As an exercise in exact copying, transcribe the lines below from the one holding "pink building in the picture above?" through the last, with both ends included and pictures left out.

DATA FOR THIS TASK section start

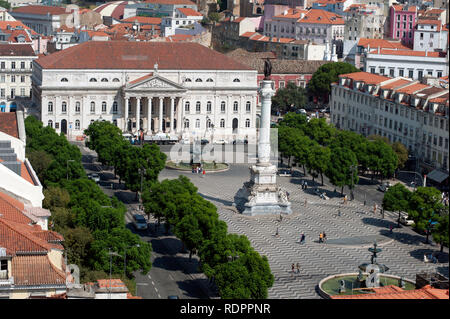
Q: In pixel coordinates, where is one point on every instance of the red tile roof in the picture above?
(318, 16)
(8, 123)
(36, 270)
(189, 12)
(43, 10)
(393, 292)
(139, 55)
(366, 77)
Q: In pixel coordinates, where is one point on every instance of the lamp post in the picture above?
(67, 168)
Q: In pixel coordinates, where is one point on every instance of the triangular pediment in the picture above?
(153, 82)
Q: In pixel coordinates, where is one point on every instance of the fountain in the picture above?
(371, 275)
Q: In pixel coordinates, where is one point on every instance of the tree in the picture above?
(396, 199)
(339, 170)
(320, 83)
(290, 98)
(425, 207)
(318, 159)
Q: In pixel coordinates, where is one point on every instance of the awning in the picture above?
(437, 176)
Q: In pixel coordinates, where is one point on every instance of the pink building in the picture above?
(402, 23)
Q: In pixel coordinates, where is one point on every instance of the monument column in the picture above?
(161, 105)
(149, 115)
(138, 113)
(127, 105)
(172, 103)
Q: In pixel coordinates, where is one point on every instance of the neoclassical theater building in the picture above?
(182, 89)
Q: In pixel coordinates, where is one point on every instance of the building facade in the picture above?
(182, 89)
(403, 110)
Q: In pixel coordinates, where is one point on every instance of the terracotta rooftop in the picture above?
(393, 292)
(366, 77)
(42, 10)
(8, 123)
(36, 270)
(16, 50)
(139, 55)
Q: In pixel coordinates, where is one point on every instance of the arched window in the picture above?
(248, 107)
(235, 106)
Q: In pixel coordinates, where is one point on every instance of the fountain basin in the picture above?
(329, 286)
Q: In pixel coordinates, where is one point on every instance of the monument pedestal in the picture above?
(261, 195)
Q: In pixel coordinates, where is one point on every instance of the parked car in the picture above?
(284, 172)
(220, 141)
(95, 177)
(139, 222)
(404, 219)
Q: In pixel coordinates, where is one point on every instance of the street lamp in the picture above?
(67, 168)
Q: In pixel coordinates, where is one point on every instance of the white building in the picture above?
(15, 75)
(403, 110)
(181, 18)
(411, 64)
(430, 35)
(184, 89)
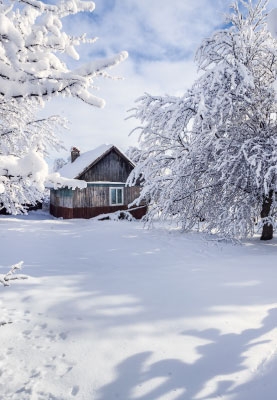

DATA FOR THIS TASK section end

**RESULT FOR THIS EXERCISE:**
Q: In pixel coordinates, where is one point on every instance of the pink building in the picture above?
(402, 23)
Q: In pixel coordinates, where is one point on every instance of the monument column in the picture above?
(161, 105)
(149, 115)
(138, 113)
(127, 105)
(172, 103)
Q: In pixel coordinates, where is one point on every instance of the neoclassical theater building in the picture above?
(182, 89)
Q: In pixel coordinates, where is one point on every instance of the building facade in the picture above?
(182, 89)
(403, 110)
Q: In pixel coordinates, where is one point on every instance of the terracotta rooftop in the picture above?
(393, 292)
(366, 77)
(42, 10)
(8, 123)
(36, 270)
(16, 50)
(139, 55)
Q: In pixel coordinates, where is one point on every instance of the arched window in the picture above?
(248, 107)
(235, 106)
Q: In pixel coordinates, where is one point on every instance of the fountain basin in the picture above?
(329, 286)
Q: In pixel coordinates, where is one point on every instance of the monument pedestal in the picture above?
(261, 195)
Q: In pixel coordinates, where is one point on every instance of the parked car in the picture above?
(284, 172)
(220, 141)
(95, 177)
(139, 222)
(404, 219)
Q: In pixel coordinates, where is one point on every instance of the street lamp in the picture above?
(67, 168)
Q: In pixel coordinates, where is one point on every instance of the white building in the picture above?
(15, 75)
(403, 110)
(181, 18)
(411, 64)
(430, 35)
(184, 89)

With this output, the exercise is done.